WHAT THIS TASK INVOLVES >> Copy the listing below word for word, from its first line down through the line containing "[138,0,217,68]".

-- Start MATERIAL FOR THIS EXERCISE --

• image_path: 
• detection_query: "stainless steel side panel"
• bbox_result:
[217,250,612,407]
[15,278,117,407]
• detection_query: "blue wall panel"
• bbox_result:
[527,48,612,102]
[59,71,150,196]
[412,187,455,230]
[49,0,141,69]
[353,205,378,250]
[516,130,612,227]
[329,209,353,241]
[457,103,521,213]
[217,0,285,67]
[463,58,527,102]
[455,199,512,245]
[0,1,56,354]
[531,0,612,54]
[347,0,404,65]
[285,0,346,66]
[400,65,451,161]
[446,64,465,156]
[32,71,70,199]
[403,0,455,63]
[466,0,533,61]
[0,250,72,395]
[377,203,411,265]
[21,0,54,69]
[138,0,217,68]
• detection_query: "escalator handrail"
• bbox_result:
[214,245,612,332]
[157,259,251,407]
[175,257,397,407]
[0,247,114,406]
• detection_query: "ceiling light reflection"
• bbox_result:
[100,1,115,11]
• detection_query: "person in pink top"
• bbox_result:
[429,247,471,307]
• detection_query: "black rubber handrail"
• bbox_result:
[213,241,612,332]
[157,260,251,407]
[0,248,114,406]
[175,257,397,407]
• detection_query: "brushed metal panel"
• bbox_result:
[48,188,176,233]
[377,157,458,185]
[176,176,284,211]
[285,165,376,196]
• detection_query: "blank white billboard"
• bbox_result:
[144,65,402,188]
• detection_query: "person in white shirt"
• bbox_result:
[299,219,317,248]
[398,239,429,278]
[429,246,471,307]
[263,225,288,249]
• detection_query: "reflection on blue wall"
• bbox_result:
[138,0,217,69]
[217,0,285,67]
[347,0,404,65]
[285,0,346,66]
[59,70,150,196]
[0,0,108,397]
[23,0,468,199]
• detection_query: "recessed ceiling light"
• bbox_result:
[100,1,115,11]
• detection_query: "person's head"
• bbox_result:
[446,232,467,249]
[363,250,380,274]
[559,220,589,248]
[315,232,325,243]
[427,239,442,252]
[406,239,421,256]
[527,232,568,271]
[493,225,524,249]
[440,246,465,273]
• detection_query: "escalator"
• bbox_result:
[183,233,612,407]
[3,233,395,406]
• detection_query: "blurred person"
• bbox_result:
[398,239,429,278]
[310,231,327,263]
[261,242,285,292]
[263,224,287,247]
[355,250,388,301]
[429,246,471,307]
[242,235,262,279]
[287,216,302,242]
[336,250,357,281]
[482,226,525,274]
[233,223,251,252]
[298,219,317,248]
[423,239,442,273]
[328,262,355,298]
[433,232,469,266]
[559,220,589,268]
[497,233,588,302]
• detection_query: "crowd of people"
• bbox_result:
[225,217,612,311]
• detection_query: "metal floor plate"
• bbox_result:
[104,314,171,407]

-- End MATERIAL FOR THIS EXERCISE --

REPLY >>
• image_path: 
• detection_query: "stainless steel side panel"
• bbox_result:
[217,250,612,407]
[15,278,117,407]
• detection_query: "blue wall panel"
• bbox_result:
[527,48,612,102]
[59,71,150,196]
[412,187,455,230]
[49,0,141,69]
[353,205,378,250]
[516,130,612,227]
[329,209,353,241]
[457,103,521,213]
[217,0,285,67]
[463,58,527,102]
[455,199,512,245]
[0,1,56,354]
[531,0,612,54]
[347,0,404,65]
[285,0,346,66]
[400,65,451,161]
[446,64,465,156]
[32,71,70,199]
[403,0,455,63]
[466,0,533,61]
[0,250,72,395]
[377,203,411,265]
[21,0,54,69]
[138,0,217,68]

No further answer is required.